• [YANG PERLU DIKERJAKAN]:
1. Periksa apakah tiap pernyataan di bawah ini sesuai dengan kutipan dokumen. Jawab ya atau tidak, lalu kutip persis kata-kata penentunya dari teks.
(a) Indeks persepsi korupsi Indonesia saat ini 38.
(b) Patrialis Akbar mendapat pengobatan gratis di sebuah rumah sakit di Malaysia.
(c) Bukhori Yusuf adalah politikus Partai Gerindra.
2. Tolong jawab singkat pertanyaan berikut berdasarkan kutipan dokumen.
(a) Di mana diskusi yang dihadiri Saut berlangsung?
(b) Menurut Saut, apa yang seharusnya disediakan pemerintah bagi narapidana kasus korupsi ketimbang memberikan grasi?
(c) Menurut Habiburokhman, Perpu merupakan hak prerogatif siapa?

• [KUTIPAN DOKUMEN]:
------------------------

Wakil Ketua KPK Saut Situmorang menyatakan sejumlah kebijakan pemerintah membuktikan pelemahan upaya pemberantasan korupsi. Selain UU baru KPK, pemberian grasi bagi terpidana korupsi Gubernur Riau Annas Maamun dinilainya sangat mengabaikan prinsip keadilan dalam penegakan hukum terkait kasus korupsi.
"Pemberian grasi (ke Annas Maamun) itu hanya atas alasan kemanusiaan. Ingat, Pancasila ada lima sila yang mencakup keadilan," ujar Saut dalam diskusi 'Hentikan Diskon Hukuman Koruptor' di Menteng, Jakarta Pusat, Minggu (8/12).
Ketimbang memberikan grasi, Saut menilai, seharusnya pemerintah menyediakan fasilitas kesehatan yang memadai bagi narapidana kasus korupsi. Dia menggarisbawahi pula bahwa perbaikan sistem dan instrumen hukum dalam pemberantasan korupsi harus dikelola dengan benar demi meningkatkan peringkat indeks persepsi korupsi Indonesia.
Saat ini, Indonesia mencetak indeks persepsi korupsi 38.
Senada dengan Saut, anggota Komisi III DPR RI dari Partai Keadilan Sejahtera Bukhori Yusuf memandang pemberian grasi bagi napi koruptor tidak berlandaskan logika hukum yang sehat.
Bukhori mencontohkan, perlakuan istimewa juga pernah diberlakukan terhadap mantan hakim konstitusi Patrialis Akbar selaku terpidana korupsi pada 2018. Kala itu, Patrialis Akbar mendapatkan fasilitas pengobatan gratis di sebuah rumah sakit di Singapura.
Menurut Bukhori, perlakuan istimewa seperti itu menunjukkan pemerintah tidak konsisten dalam mengelola pemberantasan korupsi.
"Kita jadi makin meragukan komitmen pemerintah. Ini bentuk keadilan yang subjektif terhadap terpidana korupsi," kata Bukhori.
Ada pun politikus dari Partai Gerindra Habiburokhman berpendapat, Perpu merupakan hak prerogatif presiden. Namun, badan legislatif dan masyarakat umum dapat turut serta mengawasi kinerja pemerintah dalam memberantas korupsi.
"Sebagai bangsa kita berhak melakukan check and balances. Kami sebagai anggota parlemen yang baru tetap bisa mempersoalkan hal-hal dalam UU KPK sebagai bentuk fungsi pengawasan," tutur Habiburokhman.

------------------------

[Entri data tersimpan]
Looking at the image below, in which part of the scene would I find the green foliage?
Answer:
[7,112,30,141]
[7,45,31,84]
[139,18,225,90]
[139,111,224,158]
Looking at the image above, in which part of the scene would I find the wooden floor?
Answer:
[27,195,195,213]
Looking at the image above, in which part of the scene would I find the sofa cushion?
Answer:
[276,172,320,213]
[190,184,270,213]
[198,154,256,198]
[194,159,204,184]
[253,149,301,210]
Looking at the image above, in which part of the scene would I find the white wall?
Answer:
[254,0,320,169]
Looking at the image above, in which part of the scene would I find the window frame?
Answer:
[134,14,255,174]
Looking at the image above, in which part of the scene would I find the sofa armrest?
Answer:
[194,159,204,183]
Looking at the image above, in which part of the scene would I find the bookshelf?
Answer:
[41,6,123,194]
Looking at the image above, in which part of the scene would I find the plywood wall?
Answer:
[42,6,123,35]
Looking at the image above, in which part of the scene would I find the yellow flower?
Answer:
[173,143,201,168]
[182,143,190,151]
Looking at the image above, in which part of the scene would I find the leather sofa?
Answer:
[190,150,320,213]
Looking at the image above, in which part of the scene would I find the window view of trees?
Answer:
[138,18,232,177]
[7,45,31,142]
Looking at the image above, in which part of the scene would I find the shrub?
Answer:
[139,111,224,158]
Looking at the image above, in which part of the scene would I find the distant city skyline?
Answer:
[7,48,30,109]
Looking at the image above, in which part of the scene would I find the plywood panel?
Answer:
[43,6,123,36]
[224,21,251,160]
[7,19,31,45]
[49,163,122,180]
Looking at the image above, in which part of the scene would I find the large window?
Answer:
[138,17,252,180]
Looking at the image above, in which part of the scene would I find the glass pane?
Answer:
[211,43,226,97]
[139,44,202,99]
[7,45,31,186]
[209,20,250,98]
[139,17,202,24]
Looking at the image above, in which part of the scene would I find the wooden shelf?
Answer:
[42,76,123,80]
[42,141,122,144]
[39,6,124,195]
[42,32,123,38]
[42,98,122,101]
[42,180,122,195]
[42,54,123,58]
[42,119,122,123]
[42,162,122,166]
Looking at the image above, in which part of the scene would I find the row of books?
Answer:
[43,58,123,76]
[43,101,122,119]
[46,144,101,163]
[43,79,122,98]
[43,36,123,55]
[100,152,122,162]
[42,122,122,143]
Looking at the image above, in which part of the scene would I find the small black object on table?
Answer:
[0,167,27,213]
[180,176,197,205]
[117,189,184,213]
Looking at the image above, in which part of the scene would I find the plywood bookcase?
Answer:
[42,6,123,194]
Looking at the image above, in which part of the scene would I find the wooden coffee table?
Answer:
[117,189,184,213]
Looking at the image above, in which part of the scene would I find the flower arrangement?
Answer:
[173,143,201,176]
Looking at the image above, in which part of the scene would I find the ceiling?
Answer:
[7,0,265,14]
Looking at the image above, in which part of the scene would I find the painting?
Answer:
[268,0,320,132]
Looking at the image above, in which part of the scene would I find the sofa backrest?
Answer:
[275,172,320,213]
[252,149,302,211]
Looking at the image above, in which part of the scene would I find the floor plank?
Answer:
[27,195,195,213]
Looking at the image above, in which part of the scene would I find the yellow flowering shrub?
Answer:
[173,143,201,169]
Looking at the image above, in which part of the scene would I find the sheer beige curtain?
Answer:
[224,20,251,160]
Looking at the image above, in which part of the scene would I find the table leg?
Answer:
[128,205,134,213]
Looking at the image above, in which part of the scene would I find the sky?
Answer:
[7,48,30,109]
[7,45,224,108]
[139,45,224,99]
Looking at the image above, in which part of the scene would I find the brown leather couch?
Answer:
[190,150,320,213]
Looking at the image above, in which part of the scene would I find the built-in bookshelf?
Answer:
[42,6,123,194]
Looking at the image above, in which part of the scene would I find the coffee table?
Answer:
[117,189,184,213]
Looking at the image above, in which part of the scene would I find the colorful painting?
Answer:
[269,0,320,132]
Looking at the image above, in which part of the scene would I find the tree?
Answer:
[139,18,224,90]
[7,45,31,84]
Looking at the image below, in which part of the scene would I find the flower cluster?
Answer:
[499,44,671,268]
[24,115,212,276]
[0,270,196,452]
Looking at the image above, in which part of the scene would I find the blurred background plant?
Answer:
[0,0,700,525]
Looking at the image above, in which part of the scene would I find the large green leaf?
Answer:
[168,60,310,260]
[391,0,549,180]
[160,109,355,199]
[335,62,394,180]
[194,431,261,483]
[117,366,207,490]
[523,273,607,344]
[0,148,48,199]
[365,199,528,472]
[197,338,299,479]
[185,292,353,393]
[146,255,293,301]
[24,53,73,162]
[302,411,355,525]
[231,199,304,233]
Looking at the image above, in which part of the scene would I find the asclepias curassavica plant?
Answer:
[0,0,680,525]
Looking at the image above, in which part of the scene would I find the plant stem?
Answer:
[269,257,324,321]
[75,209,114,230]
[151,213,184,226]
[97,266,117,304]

------------------------

• [HASIL]:
1.
(a) Ya: "Saat ini, Indonesia mencetak indeks persepsi korupsi 38."
(b) Tidak: "Patrialis Akbar mendapatkan fasilitas pengobatan gratis di sebuah rumah sakit di Singapura."
(c) Tidak: "anggota Komisi III DPR RI dari Partai Keadilan Sejahtera Bukhori Yusuf"

2.
(a) Di Menteng, Jakarta Pusat.
(b) Fasilitas kesehatan yang memadai.
(c) Presiden.